◆ **SELECTED EXTRACT**
Lloyd was born on 7 January 1914, the daughter of Albert Edward Lloyd and Alice Ethel Lloyd. She had one brother, Theo. Between 1914 and 1933, the family lived in Bristol, Stirling, Ilford, and Sheffield. Lloyd attended Sheffield High School.

In September 1939, 25 year-old Lloyd was living in Malvern in Worcestershire in the English Midlands. Between 1 September 1939 and 4 January 1941, she wrote 106 diary entries offering commentary on the war. It included first-hand experience of rationing, reception of child evacuees, and billeting of armed personnel in civilians' houses. Lloyd also reflected on the evacuation of Dunkirk, the Battle of Britain, the sinking of the Benares and the bombing of Coventry.

Lloyd received treatment at Gloucester Infirmary between 1939 and 1942. However, her condition deteriorated and she died on 2 February 1942, a month after her 28th birthday. The cause of death was certified as heart failure and cancer.

==Diary==
In 2019, Lloyd's family donated her war-era diary to the Malvern Museum. Each page was also photographed and posted to a Blipfoto journal from 31 August 2019 to 11 January 2021, corresponding with the same days they were written by Lloyd 80 years earlier.

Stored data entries

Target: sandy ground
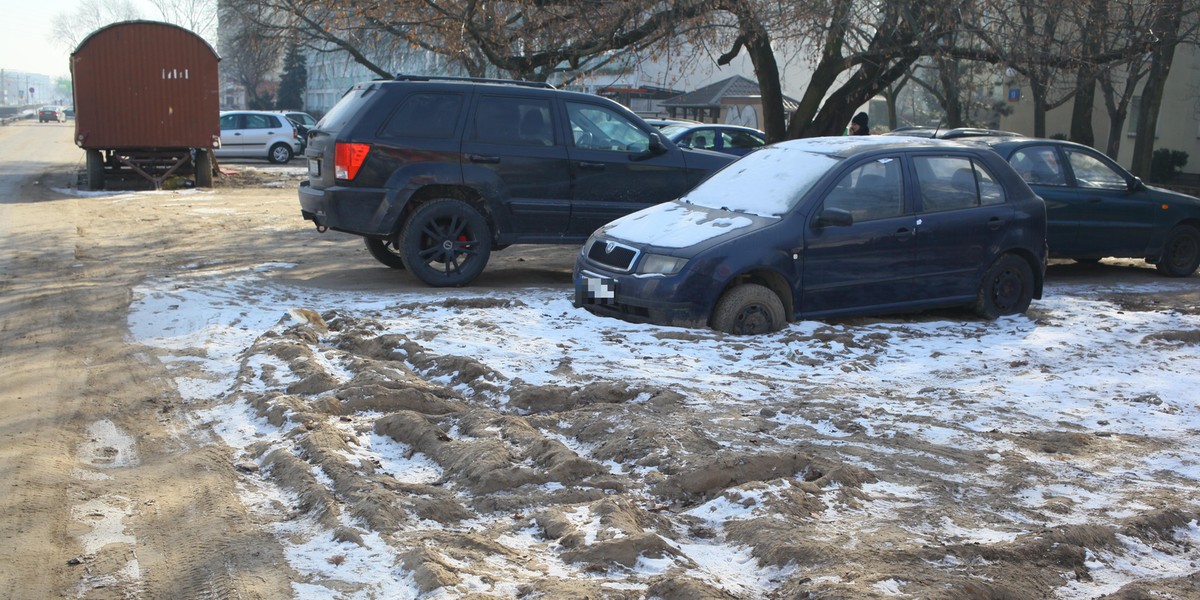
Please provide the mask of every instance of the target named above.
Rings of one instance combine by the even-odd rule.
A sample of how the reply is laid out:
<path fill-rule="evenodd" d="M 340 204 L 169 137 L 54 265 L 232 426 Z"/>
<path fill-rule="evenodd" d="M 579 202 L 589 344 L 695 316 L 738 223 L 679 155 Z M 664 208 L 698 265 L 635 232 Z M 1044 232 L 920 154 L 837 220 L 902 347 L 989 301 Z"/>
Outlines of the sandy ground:
<path fill-rule="evenodd" d="M 757 565 L 778 569 L 762 570 L 774 574 L 763 586 L 772 598 L 1052 598 L 1088 577 L 1096 553 L 1128 540 L 1192 568 L 1122 586 L 1110 598 L 1200 596 L 1200 557 L 1176 535 L 1194 528 L 1198 516 L 1195 480 L 1186 478 L 1172 481 L 1174 488 L 1153 486 L 1120 518 L 996 540 L 912 544 L 924 523 L 986 527 L 970 521 L 979 514 L 1001 522 L 1018 510 L 1003 500 L 1006 491 L 1052 481 L 1064 473 L 1058 466 L 1120 469 L 1123 454 L 1171 446 L 1153 437 L 1073 424 L 996 430 L 984 437 L 1010 452 L 995 458 L 919 437 L 875 436 L 858 424 L 882 413 L 847 413 L 852 403 L 816 389 L 770 407 L 696 410 L 707 400 L 686 389 L 625 385 L 619 373 L 572 372 L 569 361 L 560 367 L 571 373 L 571 385 L 523 384 L 499 377 L 487 356 L 427 352 L 422 344 L 437 332 L 380 334 L 370 316 L 336 311 L 301 313 L 294 325 L 262 336 L 246 350 L 258 359 L 242 359 L 254 385 L 199 406 L 176 385 L 178 364 L 130 343 L 127 316 L 144 282 L 197 266 L 235 272 L 278 263 L 294 265 L 272 271 L 286 286 L 397 296 L 430 290 L 377 266 L 358 239 L 318 235 L 299 217 L 295 176 L 265 163 L 227 166 L 242 174 L 215 192 L 103 202 L 74 196 L 68 190 L 82 152 L 70 145 L 72 126 L 0 128 L 0 598 L 304 595 L 308 588 L 296 582 L 313 582 L 312 572 L 295 570 L 277 536 L 278 523 L 299 514 L 346 544 L 370 545 L 384 532 L 396 569 L 415 589 L 461 592 L 446 598 L 470 596 L 462 592 L 470 589 L 492 590 L 479 598 L 764 598 L 690 575 L 695 565 L 676 541 L 702 545 L 718 536 L 751 548 Z M 258 175 L 247 175 L 246 167 Z M 475 287 L 565 294 L 574 252 L 499 252 Z M 1076 283 L 1157 277 L 1126 264 L 1060 265 L 1054 274 Z M 440 298 L 461 301 L 452 292 Z M 1194 288 L 1152 298 L 1112 293 L 1110 300 L 1126 311 L 1200 310 Z M 481 310 L 516 307 L 476 301 Z M 856 323 L 871 322 L 839 328 Z M 797 332 L 790 343 L 881 343 L 839 328 Z M 1195 353 L 1195 331 L 1174 334 L 1182 340 L 1177 352 Z M 712 332 L 662 337 L 666 347 L 712 341 Z M 329 352 L 338 366 L 322 362 Z M 730 343 L 727 352 L 740 348 Z M 870 371 L 877 359 L 841 367 Z M 954 380 L 941 373 L 920 397 L 893 400 L 967 402 Z M 751 383 L 770 385 L 766 377 Z M 854 392 L 887 395 L 869 386 Z M 215 433 L 220 424 L 196 416 L 227 402 L 250 407 L 284 432 L 286 444 L 232 450 Z M 794 415 L 826 428 L 780 425 Z M 938 426 L 936 419 L 924 425 Z M 440 475 L 398 481 L 379 464 L 353 460 L 354 446 L 370 436 L 428 457 Z M 841 444 L 847 449 L 832 450 Z M 982 494 L 972 492 L 956 480 L 960 470 L 995 481 Z M 904 496 L 898 490 L 922 488 L 932 502 L 880 503 L 870 496 L 884 481 L 895 486 L 895 498 Z M 288 490 L 292 505 L 247 505 L 246 488 L 257 484 Z M 1074 514 L 1082 502 L 1048 496 L 1037 510 Z M 714 503 L 749 516 L 718 528 L 696 512 L 715 510 Z M 986 510 L 962 510 L 971 504 Z M 856 512 L 862 506 L 887 512 Z M 480 524 L 485 516 L 492 521 Z M 514 550 L 512 540 L 528 532 L 554 548 L 553 559 Z M 625 588 L 613 582 L 629 577 L 604 576 L 628 575 L 647 560 L 678 568 Z M 806 570 L 790 568 L 798 563 Z M 554 565 L 574 571 L 564 575 Z M 600 576 L 581 581 L 571 572 Z M 497 574 L 516 583 L 496 584 Z M 341 593 L 360 590 L 344 584 Z"/>

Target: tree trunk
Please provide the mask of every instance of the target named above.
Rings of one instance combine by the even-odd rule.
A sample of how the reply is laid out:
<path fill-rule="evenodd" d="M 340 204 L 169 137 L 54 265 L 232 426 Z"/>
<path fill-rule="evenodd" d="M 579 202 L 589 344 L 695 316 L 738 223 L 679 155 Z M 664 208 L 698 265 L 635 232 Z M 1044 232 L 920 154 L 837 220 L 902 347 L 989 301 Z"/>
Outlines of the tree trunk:
<path fill-rule="evenodd" d="M 1036 78 L 1030 78 L 1030 94 L 1033 96 L 1033 137 L 1046 137 L 1046 86 Z"/>
<path fill-rule="evenodd" d="M 1070 140 L 1087 146 L 1096 145 L 1092 113 L 1096 109 L 1096 74 L 1099 66 L 1096 65 L 1093 56 L 1100 53 L 1108 1 L 1091 0 L 1087 7 L 1087 24 L 1080 31 L 1084 36 L 1084 55 L 1079 70 L 1075 71 L 1075 102 L 1070 110 Z"/>
<path fill-rule="evenodd" d="M 1150 53 L 1150 74 L 1141 91 L 1141 104 L 1138 107 L 1138 137 L 1133 143 L 1132 168 L 1134 175 L 1150 175 L 1150 164 L 1154 155 L 1154 133 L 1158 130 L 1158 112 L 1163 106 L 1163 88 L 1166 76 L 1171 72 L 1175 60 L 1175 47 L 1178 44 L 1178 31 L 1182 23 L 1182 0 L 1164 2 L 1158 26 L 1154 32 L 1159 42 Z"/>
<path fill-rule="evenodd" d="M 961 127 L 962 94 L 959 86 L 959 64 L 956 60 L 937 60 L 937 79 L 942 84 L 942 109 L 946 112 L 946 128 Z"/>

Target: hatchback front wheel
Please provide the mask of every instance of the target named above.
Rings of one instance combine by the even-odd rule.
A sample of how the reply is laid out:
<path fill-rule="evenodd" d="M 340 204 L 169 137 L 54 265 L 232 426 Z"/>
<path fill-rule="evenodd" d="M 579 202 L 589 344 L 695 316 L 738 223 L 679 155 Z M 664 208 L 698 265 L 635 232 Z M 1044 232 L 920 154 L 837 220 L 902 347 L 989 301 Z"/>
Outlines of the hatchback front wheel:
<path fill-rule="evenodd" d="M 779 331 L 787 323 L 784 302 L 770 288 L 757 283 L 737 286 L 716 301 L 713 329 L 733 335 Z"/>
<path fill-rule="evenodd" d="M 1000 257 L 979 282 L 976 313 L 985 319 L 1020 314 L 1033 301 L 1033 269 L 1020 257 Z"/>

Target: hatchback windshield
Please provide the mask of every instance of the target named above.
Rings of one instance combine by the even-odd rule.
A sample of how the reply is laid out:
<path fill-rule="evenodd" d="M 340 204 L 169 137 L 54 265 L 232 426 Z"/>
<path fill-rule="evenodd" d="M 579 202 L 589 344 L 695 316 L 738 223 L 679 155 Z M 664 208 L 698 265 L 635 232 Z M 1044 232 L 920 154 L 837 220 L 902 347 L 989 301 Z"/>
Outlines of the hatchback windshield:
<path fill-rule="evenodd" d="M 710 209 L 778 217 L 792 210 L 839 161 L 799 148 L 766 146 L 716 172 L 680 199 Z"/>

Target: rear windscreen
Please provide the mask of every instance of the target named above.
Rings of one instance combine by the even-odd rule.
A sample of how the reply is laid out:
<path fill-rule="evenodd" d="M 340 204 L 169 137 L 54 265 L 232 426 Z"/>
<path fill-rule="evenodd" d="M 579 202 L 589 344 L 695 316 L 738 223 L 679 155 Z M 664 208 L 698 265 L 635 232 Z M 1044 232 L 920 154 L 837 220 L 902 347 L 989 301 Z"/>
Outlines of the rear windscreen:
<path fill-rule="evenodd" d="M 352 88 L 350 91 L 338 100 L 334 108 L 330 108 L 325 116 L 317 121 L 317 128 L 322 131 L 342 131 L 352 116 L 358 114 L 359 108 L 365 104 L 376 92 L 374 85 L 366 88 Z"/>

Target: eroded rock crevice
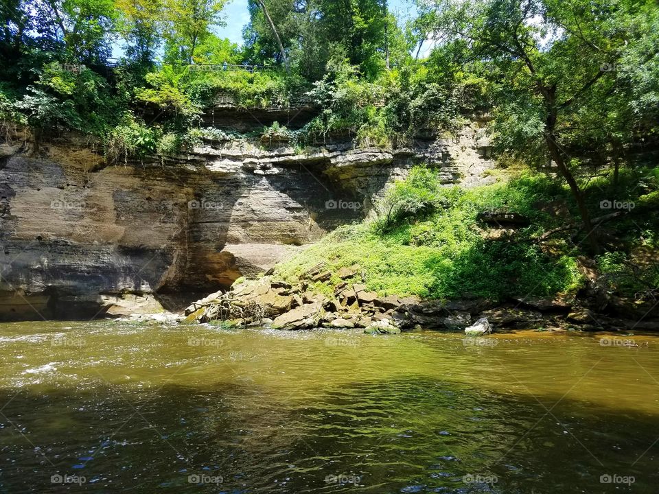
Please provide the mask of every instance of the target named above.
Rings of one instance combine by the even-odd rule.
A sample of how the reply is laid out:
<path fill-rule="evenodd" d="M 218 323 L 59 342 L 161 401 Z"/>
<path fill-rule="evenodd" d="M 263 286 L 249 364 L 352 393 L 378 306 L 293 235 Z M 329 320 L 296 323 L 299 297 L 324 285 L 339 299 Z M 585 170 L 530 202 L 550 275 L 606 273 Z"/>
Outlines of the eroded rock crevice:
<path fill-rule="evenodd" d="M 450 147 L 242 139 L 111 166 L 74 138 L 2 145 L 0 320 L 178 310 L 362 218 L 416 164 L 459 183 Z"/>

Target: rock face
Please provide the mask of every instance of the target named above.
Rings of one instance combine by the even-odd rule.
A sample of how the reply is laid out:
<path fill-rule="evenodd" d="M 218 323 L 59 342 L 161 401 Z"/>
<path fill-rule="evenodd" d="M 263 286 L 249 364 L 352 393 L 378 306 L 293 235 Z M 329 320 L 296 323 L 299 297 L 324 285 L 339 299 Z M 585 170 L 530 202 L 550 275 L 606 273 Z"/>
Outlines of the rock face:
<path fill-rule="evenodd" d="M 242 139 L 108 166 L 73 137 L 38 155 L 4 143 L 0 320 L 91 318 L 111 307 L 119 316 L 112 297 L 127 295 L 178 309 L 360 219 L 415 164 L 456 183 L 448 149 L 437 140 L 396 150 L 334 142 L 300 152 Z"/>
<path fill-rule="evenodd" d="M 465 334 L 467 336 L 482 336 L 492 332 L 492 327 L 489 325 L 487 318 L 481 318 L 475 325 L 465 328 Z"/>

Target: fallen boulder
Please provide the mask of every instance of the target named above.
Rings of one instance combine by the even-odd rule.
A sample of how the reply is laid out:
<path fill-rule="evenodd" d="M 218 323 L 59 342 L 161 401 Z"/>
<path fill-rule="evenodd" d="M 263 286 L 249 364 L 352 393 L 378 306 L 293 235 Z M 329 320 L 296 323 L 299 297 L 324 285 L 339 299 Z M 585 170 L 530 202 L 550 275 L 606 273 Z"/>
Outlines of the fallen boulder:
<path fill-rule="evenodd" d="M 395 326 L 390 319 L 382 319 L 369 325 L 364 332 L 367 334 L 398 334 L 400 328 Z"/>
<path fill-rule="evenodd" d="M 476 324 L 465 328 L 465 334 L 467 336 L 482 336 L 492 332 L 492 327 L 489 325 L 487 318 L 481 318 Z"/>
<path fill-rule="evenodd" d="M 309 329 L 317 327 L 323 316 L 321 303 L 304 304 L 277 317 L 273 321 L 272 327 L 273 329 Z"/>

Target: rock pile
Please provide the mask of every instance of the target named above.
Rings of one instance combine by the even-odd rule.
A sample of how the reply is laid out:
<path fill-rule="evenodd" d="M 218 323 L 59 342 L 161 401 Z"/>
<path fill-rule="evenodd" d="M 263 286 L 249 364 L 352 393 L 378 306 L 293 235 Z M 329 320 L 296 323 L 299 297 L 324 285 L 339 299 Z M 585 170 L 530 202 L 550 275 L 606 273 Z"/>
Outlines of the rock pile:
<path fill-rule="evenodd" d="M 398 329 L 408 325 L 406 309 L 420 301 L 416 297 L 379 296 L 367 290 L 358 274 L 356 266 L 339 270 L 337 275 L 343 281 L 331 294 L 310 290 L 311 282 L 325 281 L 332 276 L 321 266 L 308 272 L 305 279 L 295 285 L 273 276 L 246 281 L 230 292 L 218 292 L 195 302 L 185 310 L 184 322 L 222 320 L 228 326 L 307 329 L 368 328 L 386 321 L 378 326 L 382 330 L 379 332 L 384 332 L 385 326 Z"/>

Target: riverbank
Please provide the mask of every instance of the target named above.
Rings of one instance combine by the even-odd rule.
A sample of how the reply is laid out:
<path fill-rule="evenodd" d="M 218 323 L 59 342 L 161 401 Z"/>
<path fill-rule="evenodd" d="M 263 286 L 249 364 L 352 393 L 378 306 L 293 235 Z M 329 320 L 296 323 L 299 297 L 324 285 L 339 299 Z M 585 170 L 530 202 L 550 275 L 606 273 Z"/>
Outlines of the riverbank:
<path fill-rule="evenodd" d="M 480 475 L 553 494 L 615 474 L 650 492 L 658 350 L 638 334 L 0 324 L 0 489 L 75 475 L 81 492 L 288 494 L 352 476 L 394 494 L 483 491 Z"/>

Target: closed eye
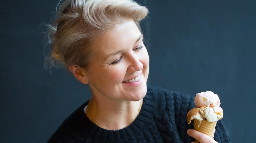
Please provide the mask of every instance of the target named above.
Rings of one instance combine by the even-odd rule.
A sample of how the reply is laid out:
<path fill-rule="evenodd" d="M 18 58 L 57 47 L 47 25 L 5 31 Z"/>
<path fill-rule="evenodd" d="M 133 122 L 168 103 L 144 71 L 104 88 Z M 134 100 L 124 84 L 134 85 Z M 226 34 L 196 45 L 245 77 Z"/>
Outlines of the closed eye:
<path fill-rule="evenodd" d="M 143 46 L 142 46 L 142 45 L 141 45 L 140 47 L 133 49 L 133 50 L 135 51 L 139 51 L 139 50 L 142 49 L 142 48 L 143 48 Z"/>
<path fill-rule="evenodd" d="M 118 60 L 111 63 L 110 63 L 110 64 L 114 65 L 115 64 L 117 64 L 117 63 L 119 63 L 119 62 L 120 62 L 122 60 L 122 57 L 121 56 L 121 57 L 120 57 L 120 58 L 119 58 Z"/>

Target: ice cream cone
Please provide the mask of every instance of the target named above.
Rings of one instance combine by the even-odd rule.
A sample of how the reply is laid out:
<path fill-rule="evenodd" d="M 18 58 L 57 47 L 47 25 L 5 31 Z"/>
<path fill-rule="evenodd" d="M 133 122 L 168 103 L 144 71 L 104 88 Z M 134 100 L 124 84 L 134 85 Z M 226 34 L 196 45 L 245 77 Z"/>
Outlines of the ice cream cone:
<path fill-rule="evenodd" d="M 194 123 L 195 124 L 195 130 L 213 138 L 215 132 L 215 127 L 217 123 L 217 121 L 209 122 L 207 120 L 203 120 L 201 121 L 201 123 L 199 124 L 199 121 L 194 119 Z M 196 139 L 196 141 L 200 142 Z"/>

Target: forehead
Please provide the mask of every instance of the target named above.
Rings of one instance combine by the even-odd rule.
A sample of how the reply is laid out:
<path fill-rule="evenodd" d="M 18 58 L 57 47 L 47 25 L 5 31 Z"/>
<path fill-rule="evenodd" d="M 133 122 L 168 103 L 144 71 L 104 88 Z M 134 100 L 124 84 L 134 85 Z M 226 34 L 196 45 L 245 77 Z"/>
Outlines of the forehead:
<path fill-rule="evenodd" d="M 126 21 L 95 38 L 91 45 L 91 50 L 96 56 L 103 56 L 116 50 L 133 47 L 141 34 L 133 20 Z"/>

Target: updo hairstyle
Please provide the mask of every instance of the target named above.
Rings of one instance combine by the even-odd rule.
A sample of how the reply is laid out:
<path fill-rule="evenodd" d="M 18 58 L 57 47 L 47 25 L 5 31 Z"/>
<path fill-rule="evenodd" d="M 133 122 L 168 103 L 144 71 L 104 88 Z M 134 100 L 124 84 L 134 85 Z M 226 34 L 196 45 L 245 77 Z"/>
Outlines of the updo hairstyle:
<path fill-rule="evenodd" d="M 86 68 L 92 56 L 93 38 L 113 29 L 117 24 L 133 19 L 139 22 L 148 13 L 146 7 L 132 0 L 67 0 L 57 12 L 48 31 L 51 48 L 45 64 Z"/>

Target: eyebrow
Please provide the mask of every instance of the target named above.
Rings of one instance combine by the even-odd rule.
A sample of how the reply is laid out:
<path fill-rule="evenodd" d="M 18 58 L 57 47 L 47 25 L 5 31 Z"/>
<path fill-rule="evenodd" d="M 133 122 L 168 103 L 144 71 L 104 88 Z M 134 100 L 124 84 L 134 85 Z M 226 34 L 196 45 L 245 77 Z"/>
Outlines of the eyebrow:
<path fill-rule="evenodd" d="M 135 41 L 135 42 L 134 43 L 134 44 L 135 44 L 138 41 L 139 41 L 139 40 L 140 40 L 140 39 L 141 39 L 141 38 L 142 37 L 142 36 L 143 36 L 143 34 L 141 34 L 140 35 L 138 38 L 138 39 L 137 39 L 137 40 L 136 40 L 136 41 Z M 112 53 L 111 53 L 110 54 L 108 55 L 107 56 L 106 58 L 104 58 L 104 59 L 103 60 L 106 60 L 107 58 L 108 58 L 110 56 L 115 56 L 116 55 L 117 55 L 118 54 L 118 53 L 121 52 L 123 51 L 122 50 L 119 50 L 117 51 L 114 51 L 113 52 L 112 52 Z"/>

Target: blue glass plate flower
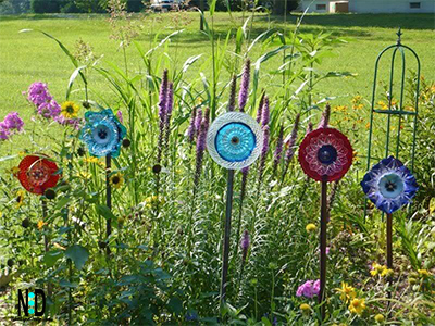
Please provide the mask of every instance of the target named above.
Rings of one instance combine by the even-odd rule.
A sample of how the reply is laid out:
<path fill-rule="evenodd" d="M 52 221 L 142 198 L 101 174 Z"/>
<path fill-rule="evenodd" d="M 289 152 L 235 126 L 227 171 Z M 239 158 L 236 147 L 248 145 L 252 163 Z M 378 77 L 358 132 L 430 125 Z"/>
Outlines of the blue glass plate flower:
<path fill-rule="evenodd" d="M 361 186 L 376 208 L 387 214 L 409 204 L 419 189 L 408 167 L 393 156 L 374 165 L 364 175 Z"/>
<path fill-rule="evenodd" d="M 120 155 L 121 143 L 127 130 L 111 109 L 85 113 L 86 124 L 80 131 L 80 140 L 86 142 L 94 156 Z"/>
<path fill-rule="evenodd" d="M 240 170 L 252 164 L 261 152 L 263 133 L 248 114 L 228 112 L 217 117 L 207 134 L 207 149 L 221 166 Z"/>

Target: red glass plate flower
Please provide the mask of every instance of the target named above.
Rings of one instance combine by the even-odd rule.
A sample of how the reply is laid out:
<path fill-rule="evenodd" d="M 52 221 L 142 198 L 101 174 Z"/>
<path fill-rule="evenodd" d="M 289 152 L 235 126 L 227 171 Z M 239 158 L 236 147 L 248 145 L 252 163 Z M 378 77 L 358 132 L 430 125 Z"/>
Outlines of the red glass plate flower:
<path fill-rule="evenodd" d="M 352 165 L 353 150 L 337 129 L 319 128 L 303 138 L 299 147 L 299 163 L 303 172 L 318 181 L 336 181 Z"/>
<path fill-rule="evenodd" d="M 44 195 L 44 192 L 55 187 L 61 177 L 57 174 L 58 165 L 47 156 L 27 155 L 18 165 L 18 180 L 29 192 Z"/>

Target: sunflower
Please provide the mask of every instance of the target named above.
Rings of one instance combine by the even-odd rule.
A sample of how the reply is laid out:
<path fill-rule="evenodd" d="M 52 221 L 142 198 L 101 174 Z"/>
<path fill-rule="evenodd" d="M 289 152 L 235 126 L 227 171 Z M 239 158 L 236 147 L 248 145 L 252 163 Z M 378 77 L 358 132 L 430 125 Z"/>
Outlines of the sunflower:
<path fill-rule="evenodd" d="M 355 298 L 350 301 L 349 311 L 355 314 L 361 315 L 362 312 L 365 310 L 365 300 Z"/>
<path fill-rule="evenodd" d="M 349 286 L 347 283 L 341 281 L 341 288 L 336 289 L 340 294 L 340 299 L 344 302 L 355 299 L 357 292 L 353 287 Z"/>
<path fill-rule="evenodd" d="M 47 223 L 45 223 L 42 220 L 39 220 L 38 223 L 36 224 L 39 230 L 41 230 L 45 225 L 47 225 Z"/>
<path fill-rule="evenodd" d="M 112 175 L 111 177 L 110 177 L 110 185 L 113 187 L 113 188 L 116 188 L 116 189 L 119 189 L 119 188 L 121 188 L 121 186 L 124 184 L 124 176 L 121 174 L 121 173 L 116 173 L 116 174 L 114 174 L 114 175 Z"/>
<path fill-rule="evenodd" d="M 62 115 L 66 118 L 74 118 L 77 117 L 77 113 L 80 108 L 72 102 L 72 101 L 66 101 L 62 103 Z"/>
<path fill-rule="evenodd" d="M 16 208 L 20 209 L 22 205 L 24 205 L 24 197 L 26 196 L 26 192 L 24 190 L 18 190 L 16 191 Z"/>

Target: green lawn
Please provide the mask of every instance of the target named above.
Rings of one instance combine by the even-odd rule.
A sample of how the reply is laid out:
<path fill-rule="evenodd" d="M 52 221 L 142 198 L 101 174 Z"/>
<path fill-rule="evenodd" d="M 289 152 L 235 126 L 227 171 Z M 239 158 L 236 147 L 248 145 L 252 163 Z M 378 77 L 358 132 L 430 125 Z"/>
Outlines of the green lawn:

◆ **PROBLEM TO WORK ON**
Rewrite the passage about Lloyd between "Lloyd received treatment" and "failure and cancer.", inclusive, with "Gloucester Infirmary" replaced by "Worcester Infirmary".

◆ **TASK RESPONSE**
Lloyd received treatment at Worcester Infirmary between 1939 and 1942. However, her condition deteriorated and she died on 2 February 1942, a month after her 28th birthday. The cause of death was certified as heart failure and cancer.